# Accidently frozen apples...



## organicfarmer (May 11, 2002)

I have 5 bushels of apples that accidently froze in our back shop as our temps went way down. Any ideas for what to do with them now? I am thinking dehydrating some and slicing the rest and putting them in bags in the freezer for crisps, pies, etc. What do you think? I am very frustrated right now as those apples were part of our winter food supply. Thanks in advance.


----------



## Chixarecute (Nov 19, 2004)

We had several bushels of apples freeze---temps stayed cold. We slow thawed them and made apple juice - 242 quarts this year. I think the freezing breaks down the cell wall and increases yield. The juice is very good. The pulp could have gone to the livestock, but I think it went out to for the deer. As far as dehydrating, that should work fine. 10 trays on my dehydrator makes about 3 gallons of dried chips. Dried can be reconstituted and used to make pies and crisps. (although I've never tried it). SO you still have a winter food supply, just not in the same form.


----------



## okiemom (May 12, 2002)

applesauce? slice and make apple pie filling?


----------



## 7thswan (Nov 18, 2008)

Given entries »
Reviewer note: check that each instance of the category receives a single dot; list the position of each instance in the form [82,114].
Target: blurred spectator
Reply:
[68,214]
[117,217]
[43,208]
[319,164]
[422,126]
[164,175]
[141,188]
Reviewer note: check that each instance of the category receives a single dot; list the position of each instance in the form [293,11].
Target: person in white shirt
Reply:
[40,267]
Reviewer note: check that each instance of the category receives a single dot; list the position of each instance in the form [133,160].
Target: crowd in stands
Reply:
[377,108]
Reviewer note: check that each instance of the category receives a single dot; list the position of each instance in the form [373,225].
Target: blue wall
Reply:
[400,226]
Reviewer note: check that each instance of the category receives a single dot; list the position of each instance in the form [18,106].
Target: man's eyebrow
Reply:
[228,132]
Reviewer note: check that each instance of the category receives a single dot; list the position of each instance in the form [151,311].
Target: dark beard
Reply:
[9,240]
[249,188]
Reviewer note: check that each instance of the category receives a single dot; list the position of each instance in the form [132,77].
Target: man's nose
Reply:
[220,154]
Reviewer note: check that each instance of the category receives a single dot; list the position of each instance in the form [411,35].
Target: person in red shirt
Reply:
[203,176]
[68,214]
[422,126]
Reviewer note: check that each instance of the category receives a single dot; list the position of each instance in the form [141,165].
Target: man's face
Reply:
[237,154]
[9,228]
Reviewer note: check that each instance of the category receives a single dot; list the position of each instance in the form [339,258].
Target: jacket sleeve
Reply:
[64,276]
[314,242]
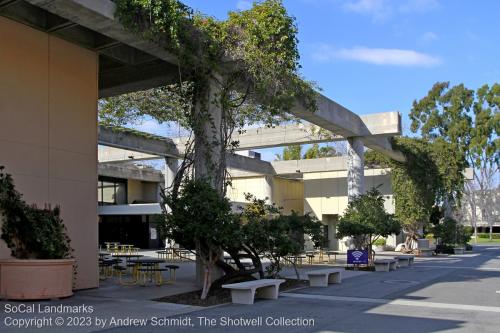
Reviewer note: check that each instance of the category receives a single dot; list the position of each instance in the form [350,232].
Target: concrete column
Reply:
[268,190]
[171,166]
[355,167]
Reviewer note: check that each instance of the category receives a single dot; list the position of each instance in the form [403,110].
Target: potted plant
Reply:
[41,267]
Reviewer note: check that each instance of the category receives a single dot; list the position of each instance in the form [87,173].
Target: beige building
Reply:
[47,141]
[321,193]
[57,58]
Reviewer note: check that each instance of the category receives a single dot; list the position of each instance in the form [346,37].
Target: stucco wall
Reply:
[258,186]
[285,193]
[326,192]
[288,194]
[48,132]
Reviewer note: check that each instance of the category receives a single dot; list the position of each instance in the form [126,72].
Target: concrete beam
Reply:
[249,164]
[116,155]
[130,172]
[137,141]
[355,168]
[164,147]
[339,120]
[325,164]
[99,16]
[380,124]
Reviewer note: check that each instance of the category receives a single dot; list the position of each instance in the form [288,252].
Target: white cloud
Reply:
[377,56]
[377,9]
[381,10]
[243,5]
[428,37]
[418,6]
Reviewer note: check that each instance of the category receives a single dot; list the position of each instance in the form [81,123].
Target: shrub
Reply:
[450,232]
[31,232]
[364,217]
[380,242]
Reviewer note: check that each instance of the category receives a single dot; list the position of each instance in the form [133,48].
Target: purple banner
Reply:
[357,257]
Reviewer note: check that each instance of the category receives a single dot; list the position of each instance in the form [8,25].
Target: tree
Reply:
[415,184]
[259,231]
[365,220]
[315,151]
[277,236]
[232,73]
[470,121]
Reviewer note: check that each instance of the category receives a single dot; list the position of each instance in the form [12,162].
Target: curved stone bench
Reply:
[385,265]
[322,277]
[245,292]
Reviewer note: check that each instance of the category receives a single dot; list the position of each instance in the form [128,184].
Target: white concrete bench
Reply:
[244,292]
[322,277]
[405,261]
[424,252]
[386,265]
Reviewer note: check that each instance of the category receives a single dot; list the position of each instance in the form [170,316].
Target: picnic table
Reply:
[150,268]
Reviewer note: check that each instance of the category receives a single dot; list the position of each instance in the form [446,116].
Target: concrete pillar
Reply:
[171,166]
[268,190]
[355,167]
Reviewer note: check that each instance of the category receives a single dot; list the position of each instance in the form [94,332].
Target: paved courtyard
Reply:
[456,293]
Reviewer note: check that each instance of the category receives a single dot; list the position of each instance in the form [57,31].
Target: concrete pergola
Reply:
[129,63]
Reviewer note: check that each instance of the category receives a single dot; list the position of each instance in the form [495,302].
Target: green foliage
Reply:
[254,52]
[276,236]
[260,230]
[430,173]
[450,232]
[199,217]
[467,120]
[364,217]
[290,153]
[315,151]
[487,235]
[30,232]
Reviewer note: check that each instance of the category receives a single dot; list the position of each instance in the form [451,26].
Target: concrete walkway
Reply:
[456,293]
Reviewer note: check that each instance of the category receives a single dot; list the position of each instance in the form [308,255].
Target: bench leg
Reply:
[270,292]
[318,280]
[335,278]
[381,267]
[242,296]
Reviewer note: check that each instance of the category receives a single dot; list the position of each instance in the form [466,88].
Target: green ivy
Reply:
[31,232]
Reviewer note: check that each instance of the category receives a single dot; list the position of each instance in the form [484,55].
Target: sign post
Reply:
[357,257]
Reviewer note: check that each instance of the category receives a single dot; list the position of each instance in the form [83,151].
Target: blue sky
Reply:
[379,55]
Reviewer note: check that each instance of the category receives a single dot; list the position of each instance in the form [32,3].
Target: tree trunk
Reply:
[209,159]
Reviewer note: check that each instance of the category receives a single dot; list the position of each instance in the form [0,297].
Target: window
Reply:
[111,191]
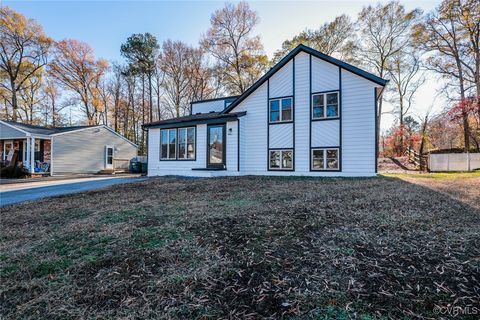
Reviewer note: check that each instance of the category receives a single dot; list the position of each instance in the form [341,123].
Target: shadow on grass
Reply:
[244,247]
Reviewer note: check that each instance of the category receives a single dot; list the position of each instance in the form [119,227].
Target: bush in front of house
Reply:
[13,172]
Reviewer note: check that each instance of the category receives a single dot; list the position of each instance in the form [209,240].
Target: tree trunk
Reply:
[150,94]
[14,100]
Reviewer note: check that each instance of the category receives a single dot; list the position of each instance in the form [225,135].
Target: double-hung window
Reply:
[186,143]
[325,159]
[281,160]
[325,105]
[280,110]
[168,138]
[177,144]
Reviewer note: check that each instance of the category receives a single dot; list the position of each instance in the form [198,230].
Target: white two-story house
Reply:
[309,115]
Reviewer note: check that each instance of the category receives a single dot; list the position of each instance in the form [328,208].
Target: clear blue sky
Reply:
[105,25]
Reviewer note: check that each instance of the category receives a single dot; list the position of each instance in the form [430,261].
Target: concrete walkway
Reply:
[16,193]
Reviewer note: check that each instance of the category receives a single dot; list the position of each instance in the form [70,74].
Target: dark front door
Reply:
[216,146]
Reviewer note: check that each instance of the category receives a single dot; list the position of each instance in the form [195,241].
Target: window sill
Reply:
[325,119]
[281,122]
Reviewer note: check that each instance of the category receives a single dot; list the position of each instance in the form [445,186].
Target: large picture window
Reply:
[281,110]
[181,139]
[281,160]
[325,105]
[325,159]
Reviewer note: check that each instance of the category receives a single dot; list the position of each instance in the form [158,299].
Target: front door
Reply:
[7,147]
[216,146]
[109,157]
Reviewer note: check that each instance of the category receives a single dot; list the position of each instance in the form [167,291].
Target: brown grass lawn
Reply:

Tasks to carry out »
1/ Output the lines of the records from the line containing "the form [328,208]." through the last line of the records, inclusive, as a JSON list of strings with one string per line, leaving out blank lines.
2/ Write what comes next in the forum thread about accidentally frozen apples, starting right after its last line.

Task-by-task results »
1/
[
  "Reviewer note: check that each instance of the category receives a single dot; list the position of each instance in the form [328,208].",
  "Target: clear blue sky",
  "Reply:",
  "[105,25]",
  "Reviewer note: check that each instance of the category receives a single dot; list the position of each instance in the form [430,261].",
  "Target: concrete walkway",
  "Reply:",
  "[16,193]",
  "Reviewer note: check that each instance of the category receives a single dot; list the position of each instance in the form [70,74].",
  "Target: dark front door",
  "Reply:",
  "[216,146]",
  "Reviewer note: check that each instance of the category receives a single dot; list the position of each instance in the form [195,241].",
  "Target: window sill",
  "Reply:",
  "[325,119]",
  "[281,122]",
  "Reviewer note: check that each instance of the category receives a single dot; list the position of each instance in the form [445,186].",
  "Target: large picture window",
  "Reply:",
  "[281,110]",
  "[181,139]",
  "[281,160]",
  "[325,105]",
  "[325,159]",
  "Reviewer note: check that each instance of the category receives a single dot; list the position of each instance in the form [158,299].",
  "Target: front door",
  "Reply:",
  "[7,147]",
  "[216,146]",
  "[109,157]",
  "Reviewer note: check that each instance of the category receives a single dot; list the position of each instance in the form [167,291].",
  "Target: brown grass lawn",
  "Reply:"
]

2/
I do not know how you can dehydrate them. Mine also froze and they are mush. Sause or juice is all I can do with mine. I have enough,so they are staying frozen for the rabbits.


----------



## 7thswan (Nov 18, 2008)

I take that back, make apple rollups. Plain or apple pie spice.


----------



## organicfarmer (May 11, 2002)

Thank you for your kind respnes. I'll let you know how it goes.


----------



## Chixarecute (Nov 19, 2004)

Maybe it depends on the type of apple? The ones we had that froze were all "winter keeper" type apples. We did dehydrate Prairie Spy and NW Greenings that had frozen and they turned out great. I think if the temp fluctuates a lot above and below freezing it wouldn't be good on the apples. When ours froze the temps were pretty stable.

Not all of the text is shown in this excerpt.